[Records of labeled points]
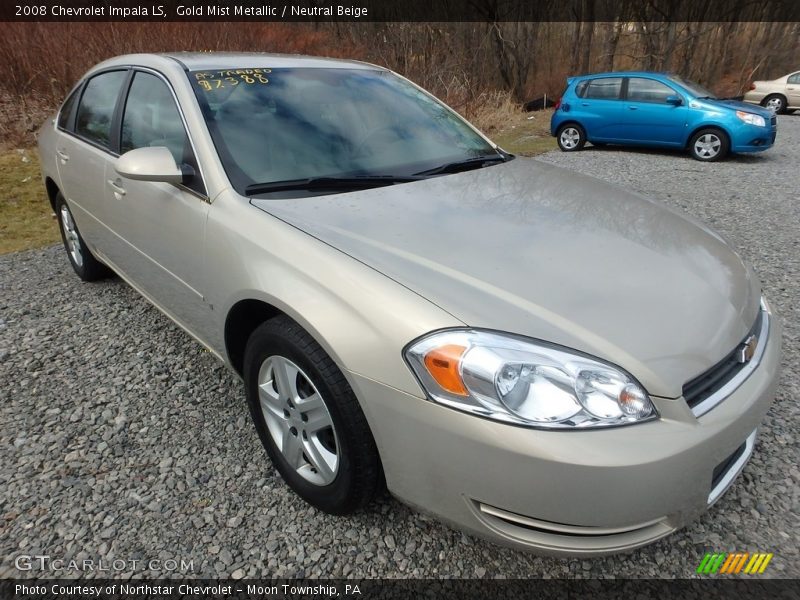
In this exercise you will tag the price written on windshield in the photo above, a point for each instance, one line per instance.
(215, 80)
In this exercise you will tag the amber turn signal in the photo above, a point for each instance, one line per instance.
(442, 363)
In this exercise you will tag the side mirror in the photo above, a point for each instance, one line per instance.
(153, 163)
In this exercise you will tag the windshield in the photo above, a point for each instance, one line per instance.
(693, 88)
(284, 125)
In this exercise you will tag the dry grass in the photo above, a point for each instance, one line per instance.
(26, 219)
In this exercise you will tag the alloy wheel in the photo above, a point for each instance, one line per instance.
(298, 420)
(708, 145)
(71, 235)
(570, 138)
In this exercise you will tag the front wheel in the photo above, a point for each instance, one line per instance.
(309, 419)
(571, 137)
(708, 145)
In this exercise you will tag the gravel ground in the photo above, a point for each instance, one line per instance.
(120, 438)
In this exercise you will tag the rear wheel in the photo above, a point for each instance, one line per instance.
(775, 102)
(83, 262)
(571, 137)
(309, 419)
(708, 145)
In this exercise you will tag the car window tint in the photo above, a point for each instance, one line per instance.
(151, 118)
(648, 90)
(96, 109)
(66, 109)
(606, 88)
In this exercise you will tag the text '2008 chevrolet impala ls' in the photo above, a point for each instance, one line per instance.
(531, 355)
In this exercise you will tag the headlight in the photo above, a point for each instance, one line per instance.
(518, 381)
(751, 118)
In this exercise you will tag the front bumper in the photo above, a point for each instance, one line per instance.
(571, 493)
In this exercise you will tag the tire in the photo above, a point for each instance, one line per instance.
(298, 398)
(83, 262)
(709, 145)
(776, 103)
(571, 137)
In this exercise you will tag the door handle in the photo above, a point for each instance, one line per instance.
(116, 187)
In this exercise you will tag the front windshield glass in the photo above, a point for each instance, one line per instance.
(275, 125)
(693, 88)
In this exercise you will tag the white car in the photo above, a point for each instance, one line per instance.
(779, 95)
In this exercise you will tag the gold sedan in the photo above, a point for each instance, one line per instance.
(779, 95)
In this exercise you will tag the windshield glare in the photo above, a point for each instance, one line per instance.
(693, 88)
(274, 125)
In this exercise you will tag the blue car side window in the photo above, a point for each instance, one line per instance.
(648, 90)
(605, 88)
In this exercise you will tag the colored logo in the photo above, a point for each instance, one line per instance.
(734, 563)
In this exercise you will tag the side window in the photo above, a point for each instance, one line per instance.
(648, 90)
(151, 118)
(66, 110)
(96, 109)
(605, 88)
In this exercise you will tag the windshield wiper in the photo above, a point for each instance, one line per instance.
(327, 183)
(466, 165)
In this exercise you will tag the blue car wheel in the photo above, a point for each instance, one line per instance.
(709, 145)
(571, 137)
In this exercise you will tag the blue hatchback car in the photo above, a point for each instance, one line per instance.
(658, 110)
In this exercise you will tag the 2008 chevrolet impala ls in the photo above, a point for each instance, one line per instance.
(532, 355)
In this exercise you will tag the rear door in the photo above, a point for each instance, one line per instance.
(600, 108)
(84, 150)
(162, 225)
(648, 117)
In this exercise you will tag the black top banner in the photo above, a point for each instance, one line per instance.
(391, 589)
(401, 10)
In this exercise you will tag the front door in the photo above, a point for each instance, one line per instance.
(85, 150)
(649, 118)
(162, 225)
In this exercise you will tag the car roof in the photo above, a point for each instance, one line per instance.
(623, 74)
(198, 61)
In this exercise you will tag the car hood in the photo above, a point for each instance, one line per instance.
(530, 248)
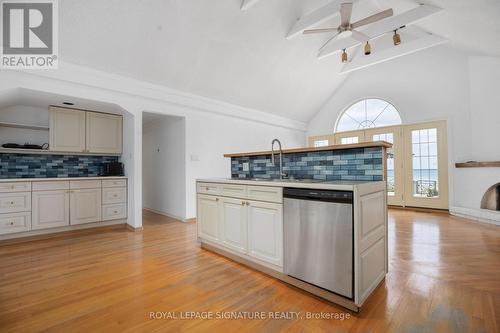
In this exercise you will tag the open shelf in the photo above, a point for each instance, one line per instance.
(476, 164)
(49, 152)
(26, 126)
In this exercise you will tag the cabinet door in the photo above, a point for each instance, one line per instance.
(67, 130)
(208, 217)
(265, 232)
(234, 224)
(85, 206)
(50, 209)
(104, 133)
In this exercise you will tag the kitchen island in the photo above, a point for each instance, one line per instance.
(262, 223)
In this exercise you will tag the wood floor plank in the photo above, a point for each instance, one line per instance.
(444, 276)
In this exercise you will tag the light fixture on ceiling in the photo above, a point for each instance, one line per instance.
(368, 48)
(396, 38)
(344, 56)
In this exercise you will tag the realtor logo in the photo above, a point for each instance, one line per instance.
(29, 34)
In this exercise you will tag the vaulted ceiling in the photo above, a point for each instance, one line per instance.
(214, 49)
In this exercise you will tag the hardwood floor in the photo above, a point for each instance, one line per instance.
(444, 276)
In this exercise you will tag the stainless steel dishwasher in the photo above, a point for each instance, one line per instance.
(319, 238)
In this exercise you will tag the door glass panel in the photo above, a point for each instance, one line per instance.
(388, 137)
(349, 140)
(425, 165)
(320, 143)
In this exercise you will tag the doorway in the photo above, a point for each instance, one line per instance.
(164, 165)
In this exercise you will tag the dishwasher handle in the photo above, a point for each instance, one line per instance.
(318, 195)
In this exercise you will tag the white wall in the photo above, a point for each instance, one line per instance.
(439, 83)
(471, 184)
(28, 115)
(164, 166)
(209, 137)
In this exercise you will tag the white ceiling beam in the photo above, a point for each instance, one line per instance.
(381, 27)
(246, 4)
(362, 61)
(316, 17)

* **Exercise details**
Print exactly the lines above, starting at the line that contains "In this exercise you will tag the vaulted" and ending with the last line of the records, both included.

* **Answer to the exercise**
In this exercise you will tag the vaulted ceiling in the photo above, a point for each instance, one line per instance.
(214, 49)
In this exercise you will tag the hardwood floor in the photo above, a point for each instance, one line per instance.
(444, 276)
In this exercise you will tag the stainless steel dishwasher in the photo above, a point for each instance, one line per instance.
(319, 238)
In this exercise you will tag the door glass panel in the photo above, a point for each instance, one line per instance.
(388, 137)
(349, 140)
(425, 165)
(320, 143)
In this exercise you will tag the doorway in the photo above, a point for each instance, one line per instance.
(164, 165)
In this exercise you will tag the dishwasher handle in the photo above, a point for each instance, one line per instance.
(318, 195)
In this exercise you will tag the white wall in the photo above, a point for each instance, one line per instance.
(439, 83)
(471, 184)
(28, 115)
(164, 166)
(209, 137)
In this exercise you will tag the white ceiling beam in the photo above, a point for each instance, one line per instance.
(381, 27)
(246, 4)
(362, 61)
(316, 17)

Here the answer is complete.